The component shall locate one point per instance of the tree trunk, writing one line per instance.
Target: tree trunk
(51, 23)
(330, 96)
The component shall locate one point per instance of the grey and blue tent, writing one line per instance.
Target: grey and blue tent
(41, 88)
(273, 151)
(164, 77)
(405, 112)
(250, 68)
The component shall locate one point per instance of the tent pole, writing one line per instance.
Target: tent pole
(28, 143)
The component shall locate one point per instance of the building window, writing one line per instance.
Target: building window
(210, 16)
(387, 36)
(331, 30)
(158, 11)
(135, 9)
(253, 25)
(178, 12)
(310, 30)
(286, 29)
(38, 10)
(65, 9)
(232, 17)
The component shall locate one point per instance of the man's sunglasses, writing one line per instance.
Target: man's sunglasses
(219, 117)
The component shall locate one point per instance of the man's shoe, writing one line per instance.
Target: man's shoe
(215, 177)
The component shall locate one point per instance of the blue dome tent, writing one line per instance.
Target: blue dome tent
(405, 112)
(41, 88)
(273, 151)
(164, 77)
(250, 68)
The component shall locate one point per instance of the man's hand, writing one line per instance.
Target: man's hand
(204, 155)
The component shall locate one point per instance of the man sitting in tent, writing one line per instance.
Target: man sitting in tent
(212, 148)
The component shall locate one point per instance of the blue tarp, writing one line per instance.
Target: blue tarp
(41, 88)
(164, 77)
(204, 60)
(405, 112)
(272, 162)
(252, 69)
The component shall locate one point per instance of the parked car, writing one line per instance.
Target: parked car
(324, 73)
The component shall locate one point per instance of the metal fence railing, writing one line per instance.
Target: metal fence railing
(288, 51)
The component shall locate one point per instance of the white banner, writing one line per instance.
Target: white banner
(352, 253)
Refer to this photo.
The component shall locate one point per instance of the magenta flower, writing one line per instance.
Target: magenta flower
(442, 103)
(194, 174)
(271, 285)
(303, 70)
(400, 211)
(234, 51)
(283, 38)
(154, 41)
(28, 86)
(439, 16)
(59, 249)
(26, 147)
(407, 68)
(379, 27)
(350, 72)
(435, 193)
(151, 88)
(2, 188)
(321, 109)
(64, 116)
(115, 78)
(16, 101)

* * * * * * * * *

Objective - Could you echo back, word for word, the lines starting at the one that contains "The component shall locate one point per instance of the metal" and ending at the very last line of the rows, with both of those lines included?

Result -
The component shall locate one point per instance of the metal fence railing, writing one line per instance.
Target: metal fence railing
(288, 51)
The component shall locate one point per instance of the white banner, writing one line per instance.
Target: white banner
(352, 253)
Refer to this photo.
The component shall locate one point per instance of the magenta flower, writing one line per instance.
Target: magenta flower
(442, 103)
(194, 174)
(271, 285)
(303, 70)
(400, 211)
(234, 51)
(283, 38)
(154, 41)
(28, 86)
(439, 16)
(59, 249)
(26, 147)
(407, 68)
(379, 27)
(350, 72)
(435, 193)
(151, 88)
(2, 188)
(321, 109)
(64, 116)
(115, 78)
(16, 101)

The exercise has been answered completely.